__YOUR OBJECTIVE__.
Only an exact repeat of the listing, without its images, counts as the answer.

[[ PROVIDED ENTRIES open ]]

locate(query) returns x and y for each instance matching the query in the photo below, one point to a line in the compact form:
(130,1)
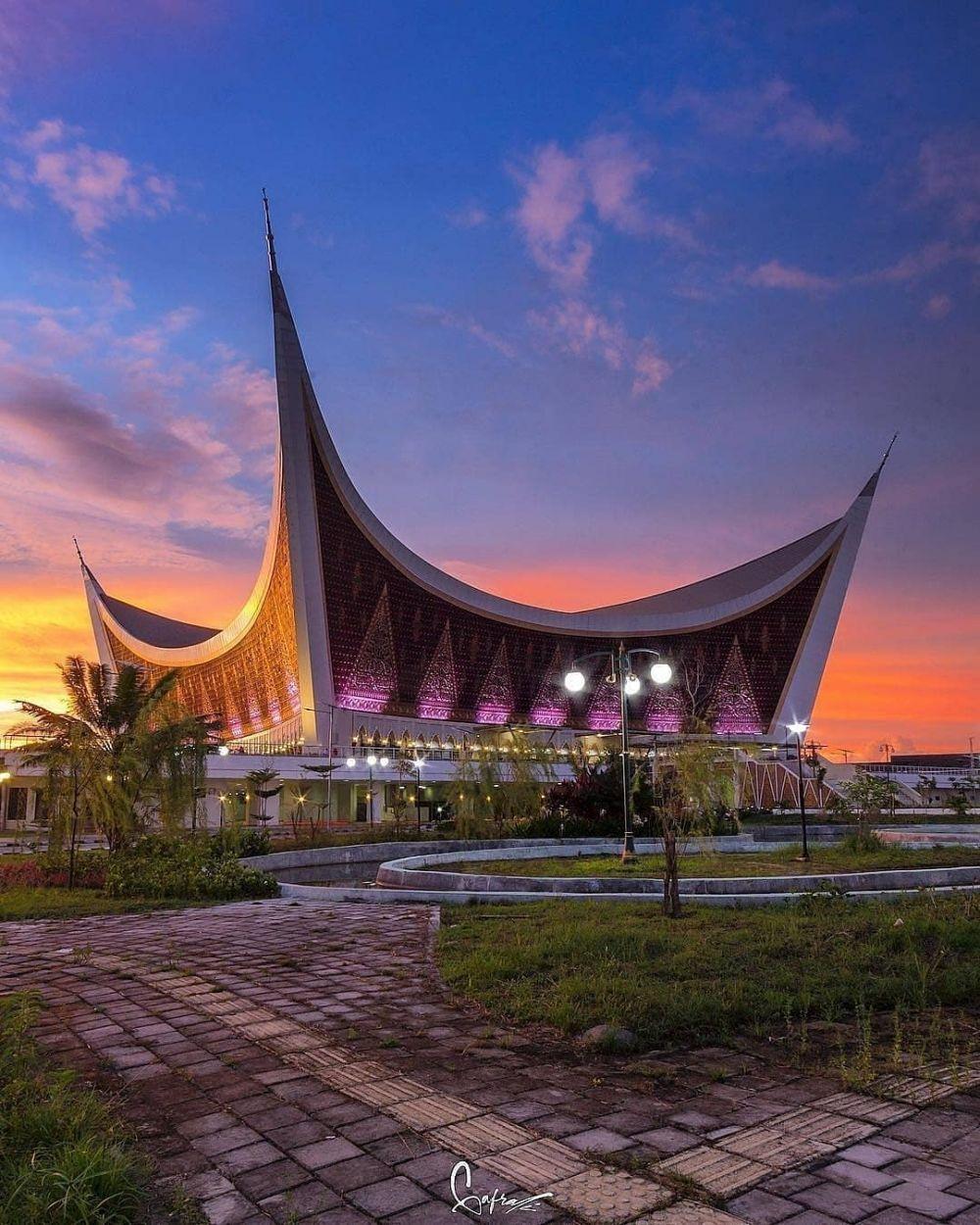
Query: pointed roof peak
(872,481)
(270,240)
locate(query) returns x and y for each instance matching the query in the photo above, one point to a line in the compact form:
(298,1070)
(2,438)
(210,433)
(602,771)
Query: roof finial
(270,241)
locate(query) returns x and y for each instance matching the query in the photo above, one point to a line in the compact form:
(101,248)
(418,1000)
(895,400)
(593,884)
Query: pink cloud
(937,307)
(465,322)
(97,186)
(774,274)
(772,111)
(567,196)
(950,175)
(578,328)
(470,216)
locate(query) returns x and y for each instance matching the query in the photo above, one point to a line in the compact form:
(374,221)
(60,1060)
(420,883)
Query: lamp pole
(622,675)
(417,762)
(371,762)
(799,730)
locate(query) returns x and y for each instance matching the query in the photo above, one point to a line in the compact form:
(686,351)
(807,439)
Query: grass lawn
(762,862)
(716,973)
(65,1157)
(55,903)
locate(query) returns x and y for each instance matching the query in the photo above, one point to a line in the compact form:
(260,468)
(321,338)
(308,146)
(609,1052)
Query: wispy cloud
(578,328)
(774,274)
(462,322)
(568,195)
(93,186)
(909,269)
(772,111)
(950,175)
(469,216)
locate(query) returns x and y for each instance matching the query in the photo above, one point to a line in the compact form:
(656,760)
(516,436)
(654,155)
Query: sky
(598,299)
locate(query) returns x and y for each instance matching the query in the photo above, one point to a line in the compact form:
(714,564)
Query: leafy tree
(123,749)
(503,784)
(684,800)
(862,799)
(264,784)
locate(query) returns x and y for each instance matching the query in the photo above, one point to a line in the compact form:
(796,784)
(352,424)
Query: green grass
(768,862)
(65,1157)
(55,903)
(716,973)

[[ PROVIDED ENTRIES closed ]]

__SOLVED PROBLEM__.
locate(query) returns x and y for each instance matching the query in the photo below, one point to a line in the compact form:
(130,1)
Query: pointed roof peak
(872,481)
(270,240)
locate(query) returns x and y for each instance matching the query in the photo above, one point to a line in the compact form:
(298,1070)
(2,438)
(210,433)
(602,771)
Query: roof finial
(270,241)
locate(query) returns x and y for each instance matching the query in the photo above, one point to a line in the compact form:
(101,248)
(418,1000)
(895,400)
(593,884)
Query: pink cloud
(937,307)
(465,322)
(97,186)
(774,274)
(772,111)
(567,196)
(950,175)
(578,328)
(470,216)
locate(query) returns x and y for each instance matching the query in the photo above, one point to a line in the compact form:
(374,221)
(60,1060)
(420,883)
Query: lamp pole
(622,675)
(417,762)
(371,762)
(799,730)
locate(query) returns x and y for each instance matching the query in the photo above, one point to a line in the compact form:
(686,351)
(807,439)
Query: grass lawn
(762,862)
(716,973)
(65,1157)
(55,903)
locate(query) returns x and y for each instance matching the query in the photo above, one point to a line in the compact form:
(260,468)
(321,338)
(308,146)
(609,1052)
Query: wispy cloud
(578,328)
(774,274)
(462,322)
(568,195)
(93,186)
(909,269)
(772,111)
(950,175)
(469,216)
locate(query) returns x and y for each instance matching the query in the photo above, one point to a line in the compact form:
(656,760)
(516,436)
(654,155)
Query: sky
(598,299)
locate(query) returns x and y for each instance matching the query in the photo above, one point to a line in the compact form:
(714,564)
Query: leafy tree
(123,749)
(503,784)
(684,800)
(862,799)
(264,784)
locate(query) returns x and y for each instance matching the query in the photo above, one point to a line in the compact form:
(796,784)
(352,424)
Query: green grass
(768,862)
(65,1157)
(55,903)
(716,973)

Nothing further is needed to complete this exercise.